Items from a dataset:
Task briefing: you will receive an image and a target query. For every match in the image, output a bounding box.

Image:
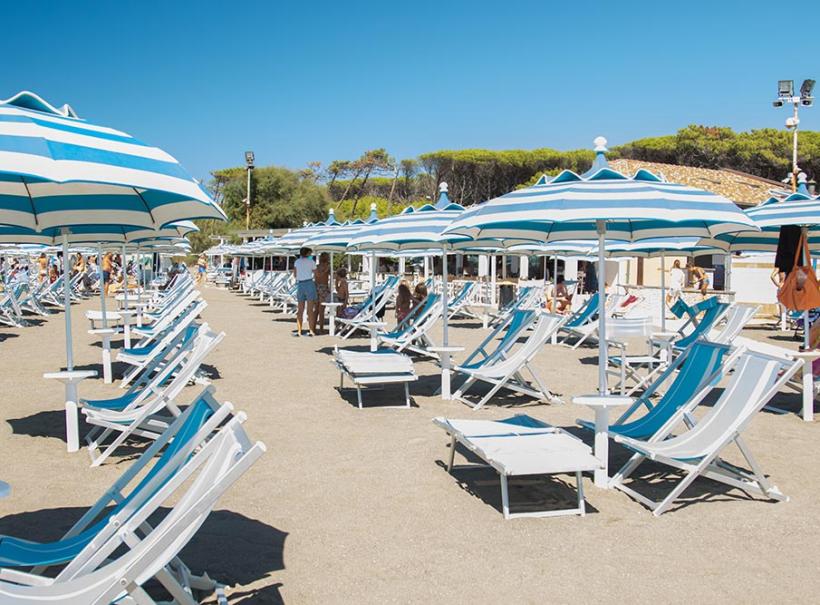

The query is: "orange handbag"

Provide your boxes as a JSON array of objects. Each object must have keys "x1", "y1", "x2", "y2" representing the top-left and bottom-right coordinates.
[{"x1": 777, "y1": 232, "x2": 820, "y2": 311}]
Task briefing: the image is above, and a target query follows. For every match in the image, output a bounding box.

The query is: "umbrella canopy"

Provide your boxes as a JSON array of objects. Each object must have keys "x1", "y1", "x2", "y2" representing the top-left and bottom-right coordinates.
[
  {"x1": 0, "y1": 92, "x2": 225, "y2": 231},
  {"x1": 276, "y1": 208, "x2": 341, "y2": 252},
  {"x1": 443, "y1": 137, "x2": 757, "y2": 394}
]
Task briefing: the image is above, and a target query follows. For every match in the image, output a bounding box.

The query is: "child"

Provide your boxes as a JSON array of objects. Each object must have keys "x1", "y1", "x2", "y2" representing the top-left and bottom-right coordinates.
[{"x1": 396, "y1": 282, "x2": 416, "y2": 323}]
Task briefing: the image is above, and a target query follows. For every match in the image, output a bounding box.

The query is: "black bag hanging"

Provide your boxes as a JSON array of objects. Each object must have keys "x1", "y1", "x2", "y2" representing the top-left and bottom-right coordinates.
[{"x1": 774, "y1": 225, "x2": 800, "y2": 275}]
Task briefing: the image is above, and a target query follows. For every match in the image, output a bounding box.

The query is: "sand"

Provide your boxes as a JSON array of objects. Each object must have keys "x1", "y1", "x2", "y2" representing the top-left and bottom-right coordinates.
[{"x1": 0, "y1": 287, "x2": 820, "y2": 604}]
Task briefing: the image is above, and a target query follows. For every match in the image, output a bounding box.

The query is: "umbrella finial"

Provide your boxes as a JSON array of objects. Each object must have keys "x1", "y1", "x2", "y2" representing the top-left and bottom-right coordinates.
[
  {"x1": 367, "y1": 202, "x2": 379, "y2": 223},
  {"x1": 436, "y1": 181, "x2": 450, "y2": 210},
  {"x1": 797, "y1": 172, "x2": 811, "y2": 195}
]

_What to do_
Return every line of the listing above that contains the word "umbrella".

_Reply to the task_
The query is: "umbrella canopy"
The query is: "umbrella finial"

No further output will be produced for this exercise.